*提示文*.
毎回気鋭の演出家を起用する東京二期会ですが、
今回の演出はイタリアの若手ダミアーノ・ミキエレット。
新国立劇場ではモーツァルトの「コシ・ファン・トゥッテ」を演出しましたが、
奇想天外な舞台設定と緻密な演出・構成で毎回目が離せません。

今回も三部作1幕目の「外套」では、
運河の輸送貨物船上が舞台のはずですが、
舞台にはコンテナが3つ4つ並んでいるだけ。
これを見ただけで三部作を関連づけた展開がありそうで何だかワクワクします。
貨物船の舞台はスモークで何だか怪しい雰囲気を作り、
中間色の照明効果で船上での男と女の修羅場に緊張感を与えます。

第2幕の「修道女アンジェリカ」は幕間なしで第1幕から連続し、
コンテナの壁と屋根が持ち上がって修道院の室内が現れます。
物語も「外套」の主人公が愛人を殺され絶望の嘆きで終わった後、
髪を切られて修道女となり次の「修道女アンジェリカ」でも主役を歌います。
何とも機転の効いたつなげ方です。

幕間の休憩を挟んで第3幕のジャンニ・スキッキは、
一転してヴィクトリア調の壁紙をあしらった瀟洒な室内。
上の写真がそうですが、
主人公のジャンニ・スキッキが富豪の親戚のベッドに潜り込んで、
勝手な遺産相続の遺言を公証人に伝えているシーンです。

価値のある財産は全てジャンニ・スキッキに譲ると言うので、
親族たちが大騒ぎをして大団円で幕となりますが、
幕切れでは、この様式的インテリアの壁や天井が折りたたまれて、
第1幕と同じ殺伐としたコンテナの状態に戻ります。

*抜粋データ*.
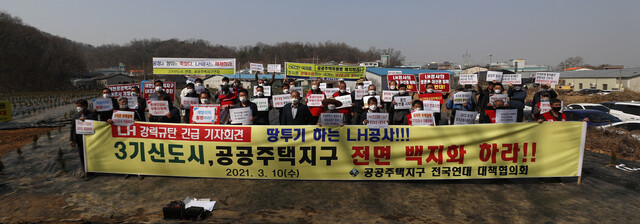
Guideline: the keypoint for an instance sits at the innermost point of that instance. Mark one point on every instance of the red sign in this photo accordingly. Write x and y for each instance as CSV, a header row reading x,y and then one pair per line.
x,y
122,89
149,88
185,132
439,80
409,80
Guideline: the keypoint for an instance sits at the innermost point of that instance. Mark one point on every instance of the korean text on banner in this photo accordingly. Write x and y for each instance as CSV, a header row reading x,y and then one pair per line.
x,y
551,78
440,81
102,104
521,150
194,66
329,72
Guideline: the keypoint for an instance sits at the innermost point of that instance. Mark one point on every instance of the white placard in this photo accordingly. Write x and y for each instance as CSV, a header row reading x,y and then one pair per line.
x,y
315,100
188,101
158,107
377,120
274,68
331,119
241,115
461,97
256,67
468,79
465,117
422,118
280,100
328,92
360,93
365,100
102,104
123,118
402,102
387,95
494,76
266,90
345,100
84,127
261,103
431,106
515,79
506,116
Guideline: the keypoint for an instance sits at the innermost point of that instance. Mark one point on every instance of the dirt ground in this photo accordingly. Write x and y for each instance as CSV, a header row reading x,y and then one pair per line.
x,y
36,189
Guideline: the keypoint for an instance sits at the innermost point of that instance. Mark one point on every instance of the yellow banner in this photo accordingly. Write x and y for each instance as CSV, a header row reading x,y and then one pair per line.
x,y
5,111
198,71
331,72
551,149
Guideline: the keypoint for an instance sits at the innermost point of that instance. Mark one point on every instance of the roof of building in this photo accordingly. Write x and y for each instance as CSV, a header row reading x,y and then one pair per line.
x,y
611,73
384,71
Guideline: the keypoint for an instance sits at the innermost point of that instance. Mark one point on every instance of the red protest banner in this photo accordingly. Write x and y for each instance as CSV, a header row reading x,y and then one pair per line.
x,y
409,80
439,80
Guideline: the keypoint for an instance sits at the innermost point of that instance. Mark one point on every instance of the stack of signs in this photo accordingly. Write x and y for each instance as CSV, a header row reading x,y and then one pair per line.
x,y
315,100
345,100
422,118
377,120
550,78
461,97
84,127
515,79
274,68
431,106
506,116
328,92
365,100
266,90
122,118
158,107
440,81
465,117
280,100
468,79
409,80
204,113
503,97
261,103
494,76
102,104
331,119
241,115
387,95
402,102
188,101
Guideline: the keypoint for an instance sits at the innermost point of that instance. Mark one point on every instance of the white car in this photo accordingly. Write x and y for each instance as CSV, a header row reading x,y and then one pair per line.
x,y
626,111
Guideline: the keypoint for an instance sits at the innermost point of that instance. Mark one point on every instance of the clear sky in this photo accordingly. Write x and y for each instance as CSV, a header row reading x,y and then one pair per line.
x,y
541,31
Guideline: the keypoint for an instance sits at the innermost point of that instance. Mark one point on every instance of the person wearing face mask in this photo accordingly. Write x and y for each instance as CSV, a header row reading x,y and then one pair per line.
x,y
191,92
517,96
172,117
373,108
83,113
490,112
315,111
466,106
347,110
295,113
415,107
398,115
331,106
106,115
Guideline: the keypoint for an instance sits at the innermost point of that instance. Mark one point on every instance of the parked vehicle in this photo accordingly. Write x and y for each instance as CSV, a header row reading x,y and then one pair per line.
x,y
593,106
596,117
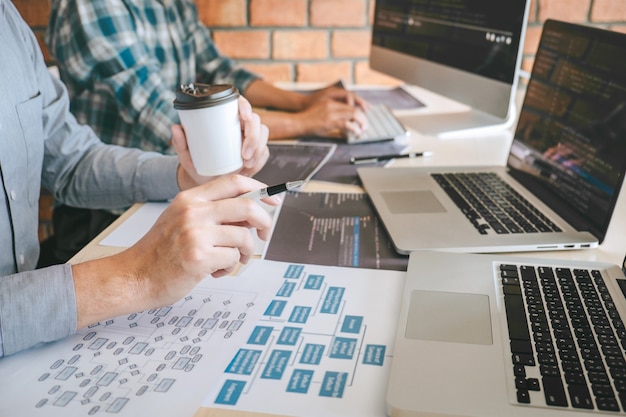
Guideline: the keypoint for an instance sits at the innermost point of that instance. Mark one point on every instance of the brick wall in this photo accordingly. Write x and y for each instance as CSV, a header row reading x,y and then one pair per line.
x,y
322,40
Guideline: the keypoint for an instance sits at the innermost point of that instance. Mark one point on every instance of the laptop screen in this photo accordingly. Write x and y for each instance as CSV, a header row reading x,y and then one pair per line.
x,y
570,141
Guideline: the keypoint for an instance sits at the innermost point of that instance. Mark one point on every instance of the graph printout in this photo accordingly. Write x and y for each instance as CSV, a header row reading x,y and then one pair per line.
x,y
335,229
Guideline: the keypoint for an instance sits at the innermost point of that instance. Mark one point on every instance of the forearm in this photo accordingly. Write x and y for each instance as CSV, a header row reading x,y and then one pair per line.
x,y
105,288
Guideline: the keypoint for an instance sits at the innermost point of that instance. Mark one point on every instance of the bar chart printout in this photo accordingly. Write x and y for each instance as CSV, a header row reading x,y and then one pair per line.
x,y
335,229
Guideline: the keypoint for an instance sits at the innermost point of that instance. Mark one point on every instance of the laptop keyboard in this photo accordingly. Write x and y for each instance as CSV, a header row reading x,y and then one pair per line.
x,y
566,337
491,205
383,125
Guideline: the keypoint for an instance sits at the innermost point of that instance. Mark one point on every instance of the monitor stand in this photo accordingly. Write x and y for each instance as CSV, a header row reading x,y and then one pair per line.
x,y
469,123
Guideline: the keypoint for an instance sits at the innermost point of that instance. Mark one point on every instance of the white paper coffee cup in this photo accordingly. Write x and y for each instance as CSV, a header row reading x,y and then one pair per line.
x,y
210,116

*課題の指示*. 東京二期会の三部作上演の演出を紹介した文章の続きを、最後の文の後から書き進めよ。

*課題の解答*.
第3幕は関連がなさそうだったので、もうビックリです。
さすが、ダミアーノ・ミキエレット、期待を裏切りません。

歌は外套のジョルジェッタと修道女アンジェリカの2役を演じた、
ソプラノの北原留美が良かった。
ジョルジェッタはちょっと日本人離れした堂々とした身のこなしで、
観客を作品世界へ引き込みます。
また、アンジェリカは短髪で髪の色も替え、全く違った印象を与えていました。


2018年9月6日 東京二期会 オペラ「外套・修道女アンジェリカ・ジャンニスキッキ」
会場:新国立劇場
 
スタッフ
指揮:ベルトラン・ド・ビリー (Bertrand de BILLY )
演出:ダミアーノ・ミキエレット (Damiano MICHIELETTO)
演出補:エレオノーラ・グラヴァニョーラ (Eleonora GRAVAGNOLA )
装置:パオロ・ファンティン (Paolo FANTIN )
衣裳:カルラ・テーティ (Carla TETI)
照明:アレッサンドロ・カルレッティ (Alessandro CARLETTI )
 
合唱指揮:冨平恭平
演出助手:菊池裕美子
舞台監督:村田健輔
公演監督:牧川修一
公演監督補:大野徹也
 
キャスト
『外套』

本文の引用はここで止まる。